TASK REQUIREMENTS>
#1 Please condense the paragraph beginning "The project began filming in 2007" from the article on the film Love into a short bulleted list that keeps its main facts.
#2 Using the article on the film Love, explain in one to three sentences why this film was Sophan Sophiaan's last appearance.

SOURCE DOCUMENT>
## Start
Love is a 2008 Indonesian anthology romance film directed by Kabir Bhatia as a remake of the 2006 film Cinta. The film marked the last appearance of actor Sophan Sophiaan before his death in 2008. Sophiaan appeared opposite his real-life wife, Widyawati.

Plot
With Jakarta as the background, the film shares the stories of 5 different couples of various ages, social, and economic groups.

Background
The project began filming in 2007, and was at first accused of being a copy of the 2003 British romantic comedy film Love Actually.  Writer Titien Wattimena denied that it was a copy, and Christo Damar of 'The Nature Producers' stated that while Love began with the same basic precept, it was actually based upon the 2006 film Cinta, with perhaps a 10% similarity to its predecessor, and 90% being a different story as now set in Jakarta.  The composer Erwin Gutawa contributed to the film.

Cast
Laudya Cynthia Bella as Dinda
Irwansyah as Restu
Acha Septriasa as Iin
Darius Sinathriya as Awin
Fauzi Baadilla as Rama
Luna Maya as Tere
Sophan Sophiaan as Nugroho
Surya Saputra as Gilang
Widyawati as Lestari
Wulan Guritno as Miranda
Ajeng Sardi as Dewi
Aryo Wahab as Rio
Gading Marten as Arif
Marsha Aruan as Icha
Linda Ramadhanty as Ayu
Nur Saptahadi as Chandra
Al Fathir Muchtar as Omar
Marsha Timothy as Tia
Joko Anwar as Arya

Awards and nominations
This movie won "Movie of the Year" at the Guardians e-Awards and nominated for "Favorite Film" at the Indonesian Movie Awards.
## End
DATA RECORDS>
## Start
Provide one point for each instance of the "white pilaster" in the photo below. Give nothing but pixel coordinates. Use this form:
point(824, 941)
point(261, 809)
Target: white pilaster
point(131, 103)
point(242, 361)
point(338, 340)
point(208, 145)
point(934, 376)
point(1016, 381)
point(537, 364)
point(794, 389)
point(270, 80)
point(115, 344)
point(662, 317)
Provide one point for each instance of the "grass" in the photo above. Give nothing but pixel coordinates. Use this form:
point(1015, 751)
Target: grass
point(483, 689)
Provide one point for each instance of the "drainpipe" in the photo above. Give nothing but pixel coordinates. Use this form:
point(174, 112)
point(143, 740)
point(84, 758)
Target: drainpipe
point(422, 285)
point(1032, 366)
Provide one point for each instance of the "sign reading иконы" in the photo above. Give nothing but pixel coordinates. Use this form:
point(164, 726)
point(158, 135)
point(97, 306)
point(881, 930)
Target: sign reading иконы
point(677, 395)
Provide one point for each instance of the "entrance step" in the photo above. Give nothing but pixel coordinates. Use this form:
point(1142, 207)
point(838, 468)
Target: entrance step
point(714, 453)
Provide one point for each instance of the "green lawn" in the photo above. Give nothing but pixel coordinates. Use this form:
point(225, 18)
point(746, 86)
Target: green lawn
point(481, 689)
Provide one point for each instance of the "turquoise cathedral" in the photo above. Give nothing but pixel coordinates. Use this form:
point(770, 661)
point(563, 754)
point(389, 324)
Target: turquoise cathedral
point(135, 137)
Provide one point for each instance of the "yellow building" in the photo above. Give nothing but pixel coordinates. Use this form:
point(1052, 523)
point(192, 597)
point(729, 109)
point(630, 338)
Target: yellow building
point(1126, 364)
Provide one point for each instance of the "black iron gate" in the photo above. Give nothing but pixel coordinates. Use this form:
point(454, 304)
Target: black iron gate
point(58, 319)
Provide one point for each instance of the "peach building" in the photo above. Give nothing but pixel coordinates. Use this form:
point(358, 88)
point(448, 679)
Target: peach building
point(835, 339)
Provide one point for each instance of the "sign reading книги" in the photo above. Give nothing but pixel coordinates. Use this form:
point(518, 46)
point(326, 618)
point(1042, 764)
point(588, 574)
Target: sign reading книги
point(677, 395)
## End
RESULTS FOR EACH TASK>
#1
- Filming began in 2007.
- The film was first accused of copying the 2003 British romantic comedy Love Actually.
- Writer Titien Wattimena denied that it was a copy.
- Christo Damar of 'The Nature Producers' said it shared the same basic precept but was based on the 2006 film Cinta.
- He put its similarity to that predecessor at about 10%, with 90% being a different story set in Jakarta.
- Composer Erwin Gutawa contributed to the film.

#2 Love was Sophan Sophiaan's last appearance because he died in 2008. In the film he played opposite his real-life wife, Widyawati.